**Goal of the exercise**:
Tally up the lines below that contain the word "speck" and give the total alone.

Stored data entries
------------------------------

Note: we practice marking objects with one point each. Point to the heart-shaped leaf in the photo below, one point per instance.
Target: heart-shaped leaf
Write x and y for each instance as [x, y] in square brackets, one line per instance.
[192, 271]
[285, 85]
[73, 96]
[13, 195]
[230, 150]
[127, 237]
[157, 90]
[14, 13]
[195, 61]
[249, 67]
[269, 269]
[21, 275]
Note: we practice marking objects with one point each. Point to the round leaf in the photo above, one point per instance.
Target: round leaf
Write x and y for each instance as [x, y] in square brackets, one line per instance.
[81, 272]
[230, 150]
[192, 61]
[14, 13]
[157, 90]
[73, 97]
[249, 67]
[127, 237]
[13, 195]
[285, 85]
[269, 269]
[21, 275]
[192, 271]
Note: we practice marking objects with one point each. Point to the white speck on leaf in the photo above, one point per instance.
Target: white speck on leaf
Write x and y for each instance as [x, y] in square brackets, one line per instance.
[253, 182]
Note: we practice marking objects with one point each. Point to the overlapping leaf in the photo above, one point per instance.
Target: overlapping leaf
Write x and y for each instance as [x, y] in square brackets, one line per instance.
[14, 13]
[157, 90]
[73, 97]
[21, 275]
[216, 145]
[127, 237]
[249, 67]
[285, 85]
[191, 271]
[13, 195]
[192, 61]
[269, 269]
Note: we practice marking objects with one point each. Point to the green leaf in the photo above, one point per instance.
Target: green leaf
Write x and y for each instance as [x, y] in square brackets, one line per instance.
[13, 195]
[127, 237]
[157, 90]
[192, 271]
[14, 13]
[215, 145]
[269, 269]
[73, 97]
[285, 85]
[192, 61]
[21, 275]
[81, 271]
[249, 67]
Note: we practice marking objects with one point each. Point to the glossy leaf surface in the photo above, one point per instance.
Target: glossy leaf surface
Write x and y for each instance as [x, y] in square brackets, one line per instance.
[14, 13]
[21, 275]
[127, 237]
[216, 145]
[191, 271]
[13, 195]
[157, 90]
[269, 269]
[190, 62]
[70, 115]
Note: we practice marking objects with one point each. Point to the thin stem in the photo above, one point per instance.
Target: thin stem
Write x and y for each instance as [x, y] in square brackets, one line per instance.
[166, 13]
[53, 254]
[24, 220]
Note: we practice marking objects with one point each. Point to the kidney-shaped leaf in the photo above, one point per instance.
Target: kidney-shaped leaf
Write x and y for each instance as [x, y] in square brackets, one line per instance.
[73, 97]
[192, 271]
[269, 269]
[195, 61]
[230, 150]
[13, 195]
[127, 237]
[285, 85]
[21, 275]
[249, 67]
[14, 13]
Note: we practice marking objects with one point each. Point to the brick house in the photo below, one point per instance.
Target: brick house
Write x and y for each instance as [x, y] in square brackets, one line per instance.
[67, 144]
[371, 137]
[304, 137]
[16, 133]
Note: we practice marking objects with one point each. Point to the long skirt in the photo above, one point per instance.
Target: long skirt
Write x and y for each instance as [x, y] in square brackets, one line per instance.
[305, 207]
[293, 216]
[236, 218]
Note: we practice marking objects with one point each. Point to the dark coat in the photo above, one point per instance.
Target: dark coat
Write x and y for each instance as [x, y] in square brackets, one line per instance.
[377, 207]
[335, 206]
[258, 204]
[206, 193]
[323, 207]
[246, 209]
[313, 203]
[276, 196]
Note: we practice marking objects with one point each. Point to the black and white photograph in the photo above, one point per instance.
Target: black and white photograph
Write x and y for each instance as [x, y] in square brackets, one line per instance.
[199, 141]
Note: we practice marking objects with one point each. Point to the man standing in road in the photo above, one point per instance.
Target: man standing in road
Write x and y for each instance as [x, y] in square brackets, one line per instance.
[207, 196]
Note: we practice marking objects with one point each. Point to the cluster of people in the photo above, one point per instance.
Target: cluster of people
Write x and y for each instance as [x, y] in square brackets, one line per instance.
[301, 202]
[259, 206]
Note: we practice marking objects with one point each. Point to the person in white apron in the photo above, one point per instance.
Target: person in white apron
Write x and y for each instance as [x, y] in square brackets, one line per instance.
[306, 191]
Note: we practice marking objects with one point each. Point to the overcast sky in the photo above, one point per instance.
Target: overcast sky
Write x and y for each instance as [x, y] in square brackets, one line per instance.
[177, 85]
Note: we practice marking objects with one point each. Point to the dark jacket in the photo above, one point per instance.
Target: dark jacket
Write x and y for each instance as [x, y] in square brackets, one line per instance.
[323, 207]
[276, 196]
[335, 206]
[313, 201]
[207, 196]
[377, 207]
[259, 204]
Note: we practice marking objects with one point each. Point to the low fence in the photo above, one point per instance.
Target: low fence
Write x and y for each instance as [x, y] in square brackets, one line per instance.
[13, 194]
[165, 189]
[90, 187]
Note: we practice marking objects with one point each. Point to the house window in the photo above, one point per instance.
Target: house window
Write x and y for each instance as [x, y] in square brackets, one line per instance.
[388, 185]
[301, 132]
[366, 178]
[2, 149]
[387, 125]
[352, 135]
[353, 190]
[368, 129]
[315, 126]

------------------------------

**Your solution**:
2